* begin *

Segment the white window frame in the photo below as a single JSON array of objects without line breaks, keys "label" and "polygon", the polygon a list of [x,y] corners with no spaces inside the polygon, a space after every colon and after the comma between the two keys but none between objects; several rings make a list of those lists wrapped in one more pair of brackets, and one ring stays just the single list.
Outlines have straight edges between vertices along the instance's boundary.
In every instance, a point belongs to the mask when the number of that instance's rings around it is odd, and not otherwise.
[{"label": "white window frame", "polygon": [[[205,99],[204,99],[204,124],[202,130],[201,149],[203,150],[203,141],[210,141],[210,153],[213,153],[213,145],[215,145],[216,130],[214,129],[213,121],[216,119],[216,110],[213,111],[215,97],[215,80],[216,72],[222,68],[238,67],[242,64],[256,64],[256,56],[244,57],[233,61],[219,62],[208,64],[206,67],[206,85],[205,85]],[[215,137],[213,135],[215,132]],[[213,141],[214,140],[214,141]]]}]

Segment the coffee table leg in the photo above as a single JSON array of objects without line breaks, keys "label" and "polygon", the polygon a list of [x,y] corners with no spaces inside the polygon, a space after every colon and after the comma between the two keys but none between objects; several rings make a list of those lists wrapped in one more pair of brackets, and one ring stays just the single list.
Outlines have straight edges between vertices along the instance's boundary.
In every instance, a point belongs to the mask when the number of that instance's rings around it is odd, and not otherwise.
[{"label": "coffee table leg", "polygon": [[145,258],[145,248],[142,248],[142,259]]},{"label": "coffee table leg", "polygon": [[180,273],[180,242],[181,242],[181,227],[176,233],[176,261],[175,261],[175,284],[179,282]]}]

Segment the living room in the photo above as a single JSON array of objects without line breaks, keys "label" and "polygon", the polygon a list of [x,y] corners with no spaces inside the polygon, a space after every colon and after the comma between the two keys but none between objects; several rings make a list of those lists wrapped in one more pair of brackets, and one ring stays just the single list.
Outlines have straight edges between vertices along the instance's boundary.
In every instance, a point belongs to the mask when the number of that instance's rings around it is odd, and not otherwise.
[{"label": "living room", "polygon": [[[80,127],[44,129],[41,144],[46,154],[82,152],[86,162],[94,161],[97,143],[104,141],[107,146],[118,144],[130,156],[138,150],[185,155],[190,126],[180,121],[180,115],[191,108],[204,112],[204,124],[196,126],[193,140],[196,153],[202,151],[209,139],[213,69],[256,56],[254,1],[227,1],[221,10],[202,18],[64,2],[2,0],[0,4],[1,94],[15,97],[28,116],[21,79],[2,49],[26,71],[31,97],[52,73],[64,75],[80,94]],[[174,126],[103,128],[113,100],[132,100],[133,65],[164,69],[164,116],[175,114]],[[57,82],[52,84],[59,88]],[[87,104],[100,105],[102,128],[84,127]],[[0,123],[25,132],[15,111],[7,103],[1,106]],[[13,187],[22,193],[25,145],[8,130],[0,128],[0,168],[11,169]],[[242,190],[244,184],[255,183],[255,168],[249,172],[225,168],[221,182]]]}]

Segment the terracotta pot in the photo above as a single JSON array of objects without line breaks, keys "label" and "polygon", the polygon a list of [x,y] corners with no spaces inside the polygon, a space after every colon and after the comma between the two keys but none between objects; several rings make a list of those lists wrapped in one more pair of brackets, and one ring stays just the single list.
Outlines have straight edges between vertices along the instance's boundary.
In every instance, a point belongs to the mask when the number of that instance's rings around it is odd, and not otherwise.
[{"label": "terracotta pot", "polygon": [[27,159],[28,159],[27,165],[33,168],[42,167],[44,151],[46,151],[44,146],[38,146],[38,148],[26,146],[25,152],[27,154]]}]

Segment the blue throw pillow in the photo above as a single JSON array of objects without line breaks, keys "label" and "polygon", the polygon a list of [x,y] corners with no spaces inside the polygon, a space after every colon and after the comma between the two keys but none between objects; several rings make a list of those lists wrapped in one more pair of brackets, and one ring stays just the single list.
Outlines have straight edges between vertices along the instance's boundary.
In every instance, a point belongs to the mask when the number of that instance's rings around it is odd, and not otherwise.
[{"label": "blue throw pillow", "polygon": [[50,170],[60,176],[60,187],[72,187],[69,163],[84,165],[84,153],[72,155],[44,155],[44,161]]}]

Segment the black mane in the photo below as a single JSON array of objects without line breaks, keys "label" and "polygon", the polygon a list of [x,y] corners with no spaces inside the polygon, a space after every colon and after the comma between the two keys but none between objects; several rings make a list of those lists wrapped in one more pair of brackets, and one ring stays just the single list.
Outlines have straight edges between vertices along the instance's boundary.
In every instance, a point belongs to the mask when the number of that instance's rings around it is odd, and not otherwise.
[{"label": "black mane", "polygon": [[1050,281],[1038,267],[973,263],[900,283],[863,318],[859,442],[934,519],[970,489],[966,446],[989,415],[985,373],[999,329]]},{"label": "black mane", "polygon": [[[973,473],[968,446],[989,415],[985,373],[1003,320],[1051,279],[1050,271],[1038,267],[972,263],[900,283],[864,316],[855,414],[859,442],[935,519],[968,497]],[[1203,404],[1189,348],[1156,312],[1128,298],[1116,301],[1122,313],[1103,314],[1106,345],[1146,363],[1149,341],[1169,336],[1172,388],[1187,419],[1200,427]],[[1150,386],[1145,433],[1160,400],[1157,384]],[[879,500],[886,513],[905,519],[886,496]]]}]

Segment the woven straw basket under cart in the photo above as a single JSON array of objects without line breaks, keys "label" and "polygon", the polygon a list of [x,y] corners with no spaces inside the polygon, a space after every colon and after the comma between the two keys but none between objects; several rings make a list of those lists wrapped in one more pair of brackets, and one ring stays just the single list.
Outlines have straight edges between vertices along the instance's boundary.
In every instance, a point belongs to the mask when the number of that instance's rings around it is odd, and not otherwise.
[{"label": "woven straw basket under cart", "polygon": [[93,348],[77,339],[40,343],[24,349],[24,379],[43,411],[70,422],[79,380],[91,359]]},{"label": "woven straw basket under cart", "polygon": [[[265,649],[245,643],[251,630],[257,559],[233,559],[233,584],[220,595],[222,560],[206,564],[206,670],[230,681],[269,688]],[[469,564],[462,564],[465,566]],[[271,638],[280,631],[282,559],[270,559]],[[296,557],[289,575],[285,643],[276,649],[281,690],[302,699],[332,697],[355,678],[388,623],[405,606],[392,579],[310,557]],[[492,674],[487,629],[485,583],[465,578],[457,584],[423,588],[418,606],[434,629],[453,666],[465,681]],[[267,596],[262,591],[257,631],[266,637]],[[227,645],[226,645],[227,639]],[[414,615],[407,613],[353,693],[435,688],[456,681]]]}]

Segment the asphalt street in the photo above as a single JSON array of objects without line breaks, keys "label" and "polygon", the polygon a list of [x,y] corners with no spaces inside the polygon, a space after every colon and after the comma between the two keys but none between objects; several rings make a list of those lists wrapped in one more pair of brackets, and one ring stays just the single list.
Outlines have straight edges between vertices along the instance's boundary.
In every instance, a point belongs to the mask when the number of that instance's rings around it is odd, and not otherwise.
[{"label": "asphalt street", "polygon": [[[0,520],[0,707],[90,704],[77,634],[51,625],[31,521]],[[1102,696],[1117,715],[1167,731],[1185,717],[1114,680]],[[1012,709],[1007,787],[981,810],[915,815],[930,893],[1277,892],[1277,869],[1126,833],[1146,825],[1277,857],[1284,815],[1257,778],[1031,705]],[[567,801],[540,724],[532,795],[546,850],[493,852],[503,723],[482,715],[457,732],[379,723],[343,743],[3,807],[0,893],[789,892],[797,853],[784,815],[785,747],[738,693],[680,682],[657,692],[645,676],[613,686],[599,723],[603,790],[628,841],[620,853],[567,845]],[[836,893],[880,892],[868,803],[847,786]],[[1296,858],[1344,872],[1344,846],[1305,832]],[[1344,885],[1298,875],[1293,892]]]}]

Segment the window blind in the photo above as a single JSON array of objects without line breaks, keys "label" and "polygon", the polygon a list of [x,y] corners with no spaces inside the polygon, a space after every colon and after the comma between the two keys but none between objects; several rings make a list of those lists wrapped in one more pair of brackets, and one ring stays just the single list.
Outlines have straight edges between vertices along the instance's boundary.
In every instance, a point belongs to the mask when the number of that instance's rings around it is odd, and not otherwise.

* end *

◆ **Exercise details**
How many of the lines above contain the string "straw"? Reply with the number alone.

◆ **Solution**
2